文章の抜粋:

スマホ視聴に特化した芸能動画ニュースメディアです。著名俳優が登壇する映画の舞台挨拶や、タレントの写真集発売イベントなどを、撮影・編集を行って公開しています。フィールドキャスターは、もともと2011年8月に開設したYouTubeチャンネルからスタートしていて、現在では弊社YouTubeチャンネルの合計再生回数は2億回を超え、チャンネル登録者も約13万人になりました。幅広い芸能人を取り上げているので、チャンネル登録者の属性に偏りはあまりないです。
-動画メディアを立ち上げたきっかけは何だったのですか?
動画メディア立ち上げのきっかけは、2011年3月11日に発生した東日本大震災にあります。もともと自分は、TBSの夕方ニュース番組のディレクターを担当していたのですが、震災から2日経った夕方ニュースの放送後に、ある生中継動画配信サービスのお手伝いとして初めて配信現場を見て、衝撃を受けたんです。
スタジオ出演者は6人もいるのに、配信スタッフはたったの3人ほど。これほど少人数なのに、震災被害を受けた現地の人に電話で状況を聞いたり、各局のテレビ番組で放送されている情報を伝えたりと、インターネットを使って価値のある配信をしていることに大変驚きました。この体験がきっかけで、地上波でなくても価値のあるニュースを提供できること、そしてウェブ専門の動画ニュースメディアへの可能性を感じました。
初めてYouTube上昇ランキング1位を獲得したのは、壇蜜が〇〇した動画?!
-東日本大震災の時から、ウェブ動画の配信が行われていたんですね。2011年はまだウェブ動画があまり普及していなかった頃だと思うのですが、何か苦労したことはありますか?
初めの頃は、平日はTBSの夕方ニュース番組の制作、土日にフィールドキャスターの取材をしていました。ただ、フィールドキャスターとしての公開先は、YouTubeのみ…。ユーチューバーという言葉もまだ登場していない時ですから、TBSのディレクターとして取材する時と同じ機材で撮影・編集し、原稿を書くこともできるのに、イベント関係者やPR会社から信用してもらえず、プレスリリースをもらうことすらできませんでした。ただ、中には写真集発売イベントやアイドルイベントの告知を、事前にHPでしてくれる書店などもあったので、アポ無しで現場に行って、直接交渉をして取材会場に入れてもらっていたんです。

ポインティング用データセットの行
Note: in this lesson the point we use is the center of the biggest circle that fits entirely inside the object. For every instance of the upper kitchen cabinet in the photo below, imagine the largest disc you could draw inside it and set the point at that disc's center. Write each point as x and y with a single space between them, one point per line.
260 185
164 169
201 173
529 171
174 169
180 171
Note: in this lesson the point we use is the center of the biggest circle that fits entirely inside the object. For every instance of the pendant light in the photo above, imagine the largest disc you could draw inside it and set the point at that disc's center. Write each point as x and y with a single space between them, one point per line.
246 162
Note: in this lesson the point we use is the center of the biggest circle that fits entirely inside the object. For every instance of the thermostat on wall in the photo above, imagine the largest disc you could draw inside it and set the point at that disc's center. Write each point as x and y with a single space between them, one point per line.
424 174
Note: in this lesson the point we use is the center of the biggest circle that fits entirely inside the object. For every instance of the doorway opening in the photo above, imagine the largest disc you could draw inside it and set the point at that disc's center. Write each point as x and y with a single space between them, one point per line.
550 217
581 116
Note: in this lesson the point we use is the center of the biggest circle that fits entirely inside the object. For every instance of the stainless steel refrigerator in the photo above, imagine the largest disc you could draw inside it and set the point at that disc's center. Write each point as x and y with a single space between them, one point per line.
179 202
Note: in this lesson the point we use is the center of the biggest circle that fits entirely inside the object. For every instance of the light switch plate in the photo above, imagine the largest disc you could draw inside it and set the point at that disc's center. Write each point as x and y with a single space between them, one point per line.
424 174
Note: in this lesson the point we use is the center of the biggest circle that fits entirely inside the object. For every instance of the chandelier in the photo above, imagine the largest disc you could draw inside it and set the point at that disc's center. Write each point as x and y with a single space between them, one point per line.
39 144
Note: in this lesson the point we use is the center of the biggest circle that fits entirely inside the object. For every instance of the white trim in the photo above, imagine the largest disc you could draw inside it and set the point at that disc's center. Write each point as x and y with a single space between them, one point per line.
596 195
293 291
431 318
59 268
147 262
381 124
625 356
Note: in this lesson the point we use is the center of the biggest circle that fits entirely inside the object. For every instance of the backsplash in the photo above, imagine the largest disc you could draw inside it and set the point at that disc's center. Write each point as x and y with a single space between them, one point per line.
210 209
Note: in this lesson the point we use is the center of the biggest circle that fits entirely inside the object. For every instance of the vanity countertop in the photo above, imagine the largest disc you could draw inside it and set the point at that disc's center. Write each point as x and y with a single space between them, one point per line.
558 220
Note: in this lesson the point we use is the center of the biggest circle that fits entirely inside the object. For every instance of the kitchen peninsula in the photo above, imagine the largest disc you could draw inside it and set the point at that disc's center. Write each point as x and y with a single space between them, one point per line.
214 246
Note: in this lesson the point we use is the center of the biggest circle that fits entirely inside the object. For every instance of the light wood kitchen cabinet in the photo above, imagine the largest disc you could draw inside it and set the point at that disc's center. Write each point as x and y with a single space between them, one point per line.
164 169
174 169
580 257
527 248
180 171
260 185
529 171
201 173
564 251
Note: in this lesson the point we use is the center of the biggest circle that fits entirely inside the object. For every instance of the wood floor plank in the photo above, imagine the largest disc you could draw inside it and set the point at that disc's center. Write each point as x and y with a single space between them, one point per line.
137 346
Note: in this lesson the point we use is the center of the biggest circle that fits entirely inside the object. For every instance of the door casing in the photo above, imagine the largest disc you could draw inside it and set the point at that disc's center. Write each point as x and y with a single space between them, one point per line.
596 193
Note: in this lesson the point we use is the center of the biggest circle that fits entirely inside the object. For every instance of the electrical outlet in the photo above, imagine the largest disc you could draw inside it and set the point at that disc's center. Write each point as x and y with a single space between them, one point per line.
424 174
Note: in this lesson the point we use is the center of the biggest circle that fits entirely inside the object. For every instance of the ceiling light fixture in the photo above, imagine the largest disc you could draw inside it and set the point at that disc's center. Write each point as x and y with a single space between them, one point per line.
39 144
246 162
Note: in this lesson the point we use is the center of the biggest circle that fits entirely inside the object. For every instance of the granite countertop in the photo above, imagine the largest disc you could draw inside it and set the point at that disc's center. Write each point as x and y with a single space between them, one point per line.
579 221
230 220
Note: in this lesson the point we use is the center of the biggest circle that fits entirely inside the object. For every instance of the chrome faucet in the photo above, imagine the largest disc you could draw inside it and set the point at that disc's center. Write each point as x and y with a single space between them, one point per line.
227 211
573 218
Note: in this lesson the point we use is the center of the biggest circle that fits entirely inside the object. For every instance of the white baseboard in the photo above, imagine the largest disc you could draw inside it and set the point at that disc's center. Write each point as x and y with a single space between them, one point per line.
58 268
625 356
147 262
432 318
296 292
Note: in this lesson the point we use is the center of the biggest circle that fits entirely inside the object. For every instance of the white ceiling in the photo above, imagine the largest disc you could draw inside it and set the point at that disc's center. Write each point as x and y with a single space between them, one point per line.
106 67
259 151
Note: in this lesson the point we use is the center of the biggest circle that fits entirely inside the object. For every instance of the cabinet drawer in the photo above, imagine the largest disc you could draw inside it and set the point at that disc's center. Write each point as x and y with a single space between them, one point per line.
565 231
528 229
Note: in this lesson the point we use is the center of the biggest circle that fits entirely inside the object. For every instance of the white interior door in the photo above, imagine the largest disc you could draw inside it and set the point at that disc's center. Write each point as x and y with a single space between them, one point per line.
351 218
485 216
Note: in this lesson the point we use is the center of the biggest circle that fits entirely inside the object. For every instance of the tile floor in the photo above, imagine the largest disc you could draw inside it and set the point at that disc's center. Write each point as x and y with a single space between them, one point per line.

やること:
a: 芸能動画ニュースメディアの文章によると、始めたころ、プレスリリースすらもらえなかったのはなぜですか。1〜3文で説明してください。
b: 芸能動画ニュースメディアの文章で、フィールドキャスターの始まりとなったYouTubeチャンネルはいつ開設されましたか。
c: 芸能動画ニュースメディアの文章を、最後の文のあとから続けて書いてください。
項目はここでは使いません。

答え:
a: 公開先がYouTubeだけで、ユーチューバーという言葉もまだなかった時期でした。そのため、TBSのディレクターとして取材する時と同じ機材で撮影・編集し、原稿も書けるのに、イベント関係者やPR会社から信用してもらえなかったからです。

b: 2011年8月です。

c:
そんな中、2013年3月に、タレントの壇蜜さんが、自身の写真集「蜜パンティ」の発売イベントで、突然カメラに向けてセクシーな格好をしたことがありました。それを編集した動画をYouTubeにアップしたところ、その日1番再生された動画として急上昇ランキング1位を獲得したんです(笑)。この動画がきっかけで、いろんなポータルサイトから「ニュース配信をしないか」という依頼がきはじめ、配信先が増えたことで著名芸能人も取材することができるようになりました。フィールドキャスターの成長は、イベント中に壇蜜さんがセクシーな格好をしてくれたおかげなんです(笑)。
メディアバリューのあるPRイベントとは?
スマホ撮影OKなPRイベントはありがたい
-まさかそんなきっかけで広まったとは驚きです(笑)。でも壇蜜さんのようにサービス精神旺盛なタレントさんだと、取材側としても撮りがいがありますよね。田中さんにとって、どのようなPRイベントにバリューを感じますか?
バリューのあるPRイベントは、タレントの顔アップ撮影のNGがないことや、イベントのスマホ撮影を禁じていないイベントですかね。ウェブ動画のメディアとして、テレビの時よりもタレントの顔をアップを多く撮ることを意識しているので、顔アップNGはできるだけなくしてほしいです。
スマホの撮影に関しては、まだまだスマホ撮影を許可しているPRイベントは少ないですが、スマホで動画撮影をして、すぐにTwitterに動画をアップしたいこともあるので、これからもっと増えてほしいと思います。
タレント力がなくても取材したくなるPRイベントや動画とは?
-ウェブメディアの強みは、何といってもそのスピード感ですもんね。フィールドキャスターは芸能動画メディアですが、著名なタレントを起用していない場合でも取材したくなるようなPRイベントやウェブ動画はありますか?
著名なタレントが出ていなくても、タイトルの立てやすい動画が撮れるPRイベントや、これまでのウェブ動画の常識を覆すような動画は取り上げたくなります。1年半くらい前から、振り切った動画や最新技術を使った動画が増えてきていて、最近ではマイクロドローンで撮影された『オンナノコズ』という動画が面白いと思いました。
(新しい動画表現として注目を集めている『オンナノコズ』)
PRイベントに関しては、中途半端に地上波に出ている人よりも、ティックトッカーやインスタグラマーなど、ウェブ上で活躍している人たちが登壇するほうが動画の再生回数が伸びることが多いので、そういう人を取り上げたいです。
プレスリリースよりも重要なのはずばり“メール”!
プレスリリースを開かなくてもメールで内容がわかることが重要
-旬なタレントを起用できなくても、ニュースになるチャンスは十分にあるんですね。田中さんのもとにも毎日たくさんのプレスリリースやPRイベントの招待状が届くと思いますが、どのようなプレスリリースが届くと取材したくなりますか?
弊社にFAXは無いので、メールで受け取ることを前提に話します。弊社に届くプレスリリースの案内メールはすべて読んでいますが、実はプレスリリースではなく、プレスリリースを添付しているメールが勝負です。大量のリリースをダウンロードして読むのはかなり時間がかかるので、メールの冒頭に、リリース内容の3行サマリーを記載してくれていたり、メールの本文中に詳細を書いてくれていたりすると、メディア側への配慮を感じます。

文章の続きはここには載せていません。